INPUT RECORDS:
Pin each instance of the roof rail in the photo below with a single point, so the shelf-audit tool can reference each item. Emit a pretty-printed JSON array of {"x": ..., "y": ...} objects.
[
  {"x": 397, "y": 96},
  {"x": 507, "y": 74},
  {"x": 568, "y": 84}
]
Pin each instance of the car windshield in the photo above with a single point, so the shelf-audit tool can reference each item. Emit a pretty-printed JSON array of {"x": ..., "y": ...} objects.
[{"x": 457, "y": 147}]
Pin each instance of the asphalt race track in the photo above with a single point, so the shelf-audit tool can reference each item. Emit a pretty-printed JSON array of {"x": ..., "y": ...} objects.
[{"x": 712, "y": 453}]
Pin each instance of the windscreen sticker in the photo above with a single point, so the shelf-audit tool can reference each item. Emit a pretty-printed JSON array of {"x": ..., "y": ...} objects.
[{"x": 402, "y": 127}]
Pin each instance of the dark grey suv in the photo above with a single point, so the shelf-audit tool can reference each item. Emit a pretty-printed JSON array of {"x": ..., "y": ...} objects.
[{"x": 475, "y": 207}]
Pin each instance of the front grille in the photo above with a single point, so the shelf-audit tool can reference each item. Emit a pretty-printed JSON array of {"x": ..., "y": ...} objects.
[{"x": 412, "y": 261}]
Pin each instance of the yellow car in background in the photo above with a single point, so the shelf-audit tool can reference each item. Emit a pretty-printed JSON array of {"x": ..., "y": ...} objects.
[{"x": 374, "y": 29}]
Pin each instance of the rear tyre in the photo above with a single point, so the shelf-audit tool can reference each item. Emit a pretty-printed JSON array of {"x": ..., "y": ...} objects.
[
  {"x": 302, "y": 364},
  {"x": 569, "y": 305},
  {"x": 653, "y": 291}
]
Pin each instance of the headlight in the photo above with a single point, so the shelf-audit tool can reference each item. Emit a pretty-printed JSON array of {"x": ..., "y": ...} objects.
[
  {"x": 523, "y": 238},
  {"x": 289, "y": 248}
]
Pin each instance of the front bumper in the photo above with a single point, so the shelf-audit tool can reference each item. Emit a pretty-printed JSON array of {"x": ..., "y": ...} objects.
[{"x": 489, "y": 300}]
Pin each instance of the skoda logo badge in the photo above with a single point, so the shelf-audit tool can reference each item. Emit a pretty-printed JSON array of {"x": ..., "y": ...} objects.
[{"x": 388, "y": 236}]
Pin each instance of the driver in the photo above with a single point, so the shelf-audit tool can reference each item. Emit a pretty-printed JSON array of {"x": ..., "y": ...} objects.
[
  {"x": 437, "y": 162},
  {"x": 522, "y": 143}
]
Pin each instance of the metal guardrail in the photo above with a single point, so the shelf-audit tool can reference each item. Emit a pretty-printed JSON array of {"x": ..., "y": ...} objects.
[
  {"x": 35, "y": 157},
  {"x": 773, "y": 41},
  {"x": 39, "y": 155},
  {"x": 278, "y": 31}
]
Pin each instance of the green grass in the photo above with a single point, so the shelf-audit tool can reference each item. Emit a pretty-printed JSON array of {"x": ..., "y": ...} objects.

...

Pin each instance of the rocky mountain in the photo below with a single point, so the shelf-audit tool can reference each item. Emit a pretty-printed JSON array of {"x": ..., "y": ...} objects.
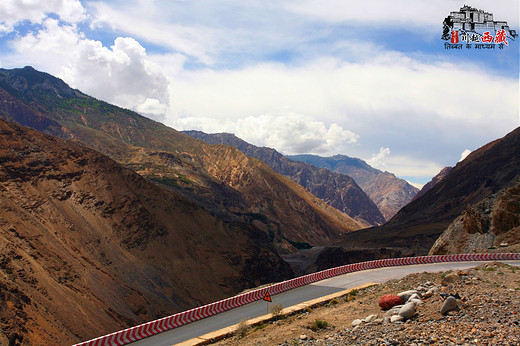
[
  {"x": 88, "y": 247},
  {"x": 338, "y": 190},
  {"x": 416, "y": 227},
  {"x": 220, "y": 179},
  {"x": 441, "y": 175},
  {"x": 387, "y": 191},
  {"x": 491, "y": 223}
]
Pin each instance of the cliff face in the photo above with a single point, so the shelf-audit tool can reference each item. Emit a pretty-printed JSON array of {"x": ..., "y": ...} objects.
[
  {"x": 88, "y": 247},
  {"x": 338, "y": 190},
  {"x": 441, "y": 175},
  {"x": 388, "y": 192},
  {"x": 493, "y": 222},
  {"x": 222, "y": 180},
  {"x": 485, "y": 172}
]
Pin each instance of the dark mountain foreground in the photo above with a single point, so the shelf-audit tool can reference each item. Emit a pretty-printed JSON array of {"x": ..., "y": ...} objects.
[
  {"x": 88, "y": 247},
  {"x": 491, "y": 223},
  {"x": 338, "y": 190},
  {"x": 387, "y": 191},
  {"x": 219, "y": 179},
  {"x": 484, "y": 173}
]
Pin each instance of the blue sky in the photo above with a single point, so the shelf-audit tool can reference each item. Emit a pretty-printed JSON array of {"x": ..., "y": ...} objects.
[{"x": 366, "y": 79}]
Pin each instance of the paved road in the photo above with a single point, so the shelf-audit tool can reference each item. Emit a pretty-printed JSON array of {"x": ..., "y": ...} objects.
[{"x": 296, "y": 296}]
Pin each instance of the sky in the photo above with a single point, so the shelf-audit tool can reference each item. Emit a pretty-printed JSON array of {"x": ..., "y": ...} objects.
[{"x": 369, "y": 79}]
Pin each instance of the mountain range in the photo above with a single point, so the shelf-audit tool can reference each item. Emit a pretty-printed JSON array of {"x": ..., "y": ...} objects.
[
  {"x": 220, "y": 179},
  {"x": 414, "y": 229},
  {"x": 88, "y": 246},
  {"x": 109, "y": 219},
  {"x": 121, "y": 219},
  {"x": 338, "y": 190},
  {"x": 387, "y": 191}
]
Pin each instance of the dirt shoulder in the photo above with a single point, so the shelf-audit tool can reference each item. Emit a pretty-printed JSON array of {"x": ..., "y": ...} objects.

* * *

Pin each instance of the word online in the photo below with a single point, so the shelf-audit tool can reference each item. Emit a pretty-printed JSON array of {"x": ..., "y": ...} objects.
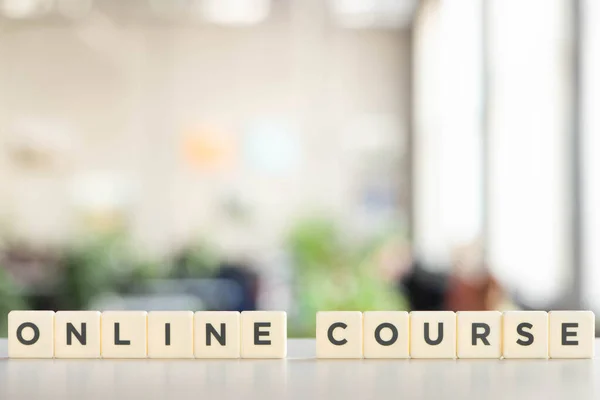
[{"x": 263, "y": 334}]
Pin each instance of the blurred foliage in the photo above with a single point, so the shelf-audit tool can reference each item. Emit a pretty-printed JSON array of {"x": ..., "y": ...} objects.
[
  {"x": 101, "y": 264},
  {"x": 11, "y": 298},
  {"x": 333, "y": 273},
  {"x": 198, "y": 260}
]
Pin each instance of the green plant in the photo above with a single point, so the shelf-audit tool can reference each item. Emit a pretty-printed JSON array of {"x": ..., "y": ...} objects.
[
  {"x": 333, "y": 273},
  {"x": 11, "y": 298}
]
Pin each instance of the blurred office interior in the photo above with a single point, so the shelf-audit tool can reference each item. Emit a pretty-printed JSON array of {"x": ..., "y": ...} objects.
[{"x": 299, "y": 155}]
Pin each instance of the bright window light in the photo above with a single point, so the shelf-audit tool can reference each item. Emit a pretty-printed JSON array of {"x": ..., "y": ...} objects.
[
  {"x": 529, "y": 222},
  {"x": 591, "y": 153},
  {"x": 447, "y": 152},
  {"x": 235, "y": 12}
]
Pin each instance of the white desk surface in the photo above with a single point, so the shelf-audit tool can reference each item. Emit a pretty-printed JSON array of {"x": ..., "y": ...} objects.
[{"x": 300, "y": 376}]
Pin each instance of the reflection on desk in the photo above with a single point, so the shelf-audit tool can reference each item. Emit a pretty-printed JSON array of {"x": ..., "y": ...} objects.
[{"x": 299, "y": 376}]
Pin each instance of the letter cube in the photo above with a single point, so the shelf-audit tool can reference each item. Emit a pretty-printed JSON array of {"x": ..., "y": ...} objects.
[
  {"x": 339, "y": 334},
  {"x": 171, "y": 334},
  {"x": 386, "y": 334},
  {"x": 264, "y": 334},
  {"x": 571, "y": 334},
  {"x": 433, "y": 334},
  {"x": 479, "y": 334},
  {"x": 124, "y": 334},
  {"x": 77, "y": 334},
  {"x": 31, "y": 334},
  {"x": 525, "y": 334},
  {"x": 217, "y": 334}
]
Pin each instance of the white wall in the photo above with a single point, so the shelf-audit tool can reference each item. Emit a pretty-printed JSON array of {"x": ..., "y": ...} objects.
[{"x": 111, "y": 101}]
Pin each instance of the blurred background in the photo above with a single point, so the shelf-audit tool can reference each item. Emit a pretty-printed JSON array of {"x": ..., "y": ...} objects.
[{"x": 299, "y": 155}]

TASK DETAILS:
Reproduce the rows from the line containing "Pin each instance of the mountain" down to the line containing "Pin each instance of the dirt", both included, replacing every "pretty-printed" with "indented" and leaving everything else unchanged.

RESULT OF THE EXERCISE:
Pin each instance of the mountain range in the photo above with a single point, so the shelf-audit tool can reference each item. Emit a indented JSON array of {"x": ..., "y": ...} objects.
[
  {"x": 220, "y": 179},
  {"x": 414, "y": 229},
  {"x": 88, "y": 246},
  {"x": 109, "y": 219},
  {"x": 121, "y": 219},
  {"x": 338, "y": 190},
  {"x": 387, "y": 191}
]
Pin each instance of the dirt shoulder in the photo above with a single point, so the shelf-audit tool can reference each item. Emit a indented JSON array of {"x": ..., "y": ...} objects.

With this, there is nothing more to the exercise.